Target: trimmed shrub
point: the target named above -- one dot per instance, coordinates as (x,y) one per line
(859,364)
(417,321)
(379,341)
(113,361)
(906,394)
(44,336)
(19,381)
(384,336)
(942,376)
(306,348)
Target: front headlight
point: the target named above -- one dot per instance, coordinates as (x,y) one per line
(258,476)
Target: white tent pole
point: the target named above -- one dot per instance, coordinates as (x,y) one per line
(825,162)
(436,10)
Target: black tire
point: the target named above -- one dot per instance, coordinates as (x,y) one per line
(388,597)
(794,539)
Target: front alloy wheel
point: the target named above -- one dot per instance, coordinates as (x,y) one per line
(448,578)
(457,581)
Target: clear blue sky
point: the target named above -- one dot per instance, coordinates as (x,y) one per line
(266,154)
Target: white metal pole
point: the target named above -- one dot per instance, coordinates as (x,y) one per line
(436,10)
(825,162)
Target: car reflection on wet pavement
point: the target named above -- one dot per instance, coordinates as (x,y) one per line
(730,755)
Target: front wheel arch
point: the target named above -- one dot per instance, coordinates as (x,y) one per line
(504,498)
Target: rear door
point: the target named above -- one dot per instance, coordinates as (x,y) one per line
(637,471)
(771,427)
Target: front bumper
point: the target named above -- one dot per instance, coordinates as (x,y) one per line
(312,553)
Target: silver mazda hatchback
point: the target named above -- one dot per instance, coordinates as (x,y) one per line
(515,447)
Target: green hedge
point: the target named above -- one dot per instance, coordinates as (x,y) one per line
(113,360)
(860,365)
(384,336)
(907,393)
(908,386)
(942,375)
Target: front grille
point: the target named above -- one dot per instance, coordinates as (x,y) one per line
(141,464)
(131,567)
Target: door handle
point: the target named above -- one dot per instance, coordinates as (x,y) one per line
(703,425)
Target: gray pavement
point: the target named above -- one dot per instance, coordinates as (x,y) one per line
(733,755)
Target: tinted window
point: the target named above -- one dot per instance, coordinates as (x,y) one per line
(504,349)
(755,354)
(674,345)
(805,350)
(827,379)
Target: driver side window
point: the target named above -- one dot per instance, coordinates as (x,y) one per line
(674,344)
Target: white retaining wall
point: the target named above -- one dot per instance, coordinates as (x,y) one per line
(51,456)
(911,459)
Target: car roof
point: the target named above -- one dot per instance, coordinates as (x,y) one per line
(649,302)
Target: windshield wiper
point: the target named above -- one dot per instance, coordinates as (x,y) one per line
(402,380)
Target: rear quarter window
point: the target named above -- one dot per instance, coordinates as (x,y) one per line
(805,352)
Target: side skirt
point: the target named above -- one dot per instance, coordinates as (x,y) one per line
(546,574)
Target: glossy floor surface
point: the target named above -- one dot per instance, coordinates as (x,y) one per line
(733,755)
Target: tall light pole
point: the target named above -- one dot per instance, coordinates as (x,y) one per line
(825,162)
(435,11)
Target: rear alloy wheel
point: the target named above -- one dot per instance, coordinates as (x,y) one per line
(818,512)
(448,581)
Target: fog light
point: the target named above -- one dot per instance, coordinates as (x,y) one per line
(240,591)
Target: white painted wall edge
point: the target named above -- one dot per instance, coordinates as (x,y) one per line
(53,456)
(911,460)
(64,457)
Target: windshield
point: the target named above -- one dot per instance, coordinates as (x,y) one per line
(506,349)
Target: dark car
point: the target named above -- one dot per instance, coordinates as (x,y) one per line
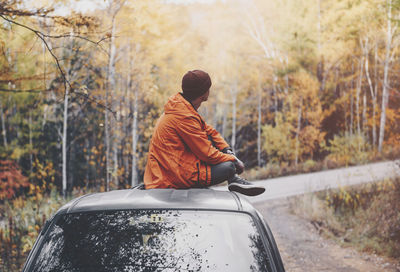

+++

## [To do]
Filter the lines above, keeping every line that contains the string "alloy", and reproduce each one in full.

## [Correct output]
Target: front alloy wheel
Target: rear alloy wheel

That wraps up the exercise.